▶ **GIVEN RECORDS**
┏━━

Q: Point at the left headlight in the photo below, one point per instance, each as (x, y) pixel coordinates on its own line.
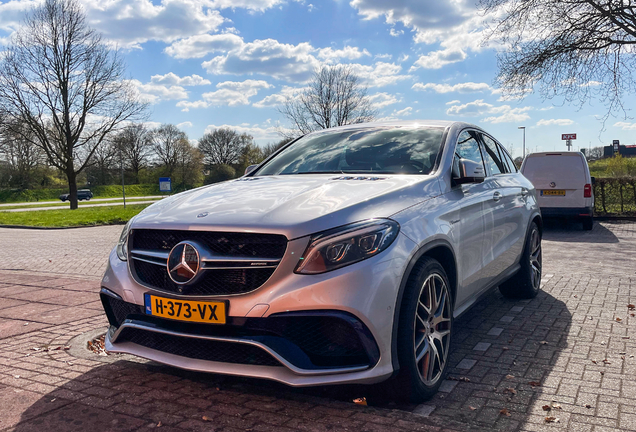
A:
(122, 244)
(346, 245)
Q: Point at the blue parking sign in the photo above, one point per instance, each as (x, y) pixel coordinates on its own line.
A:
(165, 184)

┗━━
┏━━

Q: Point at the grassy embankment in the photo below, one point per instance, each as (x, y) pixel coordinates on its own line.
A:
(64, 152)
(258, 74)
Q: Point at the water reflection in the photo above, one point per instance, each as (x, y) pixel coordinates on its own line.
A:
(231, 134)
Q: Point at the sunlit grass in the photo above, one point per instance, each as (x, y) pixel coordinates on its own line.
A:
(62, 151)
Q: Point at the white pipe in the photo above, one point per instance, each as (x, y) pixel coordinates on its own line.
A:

┗━━

▶ **TO DO**
Collect the lines of the data that carry the word "below".

▶ **SOLVED PROBLEM**
Q: Point at the left headlight in the photo below, one point per instance, each as (x, y) pixel coordinates on its own line.
Q: Point at the grassy embankment in the photo below, one point per instance, each as (x, y) pixel coordinates on its own line.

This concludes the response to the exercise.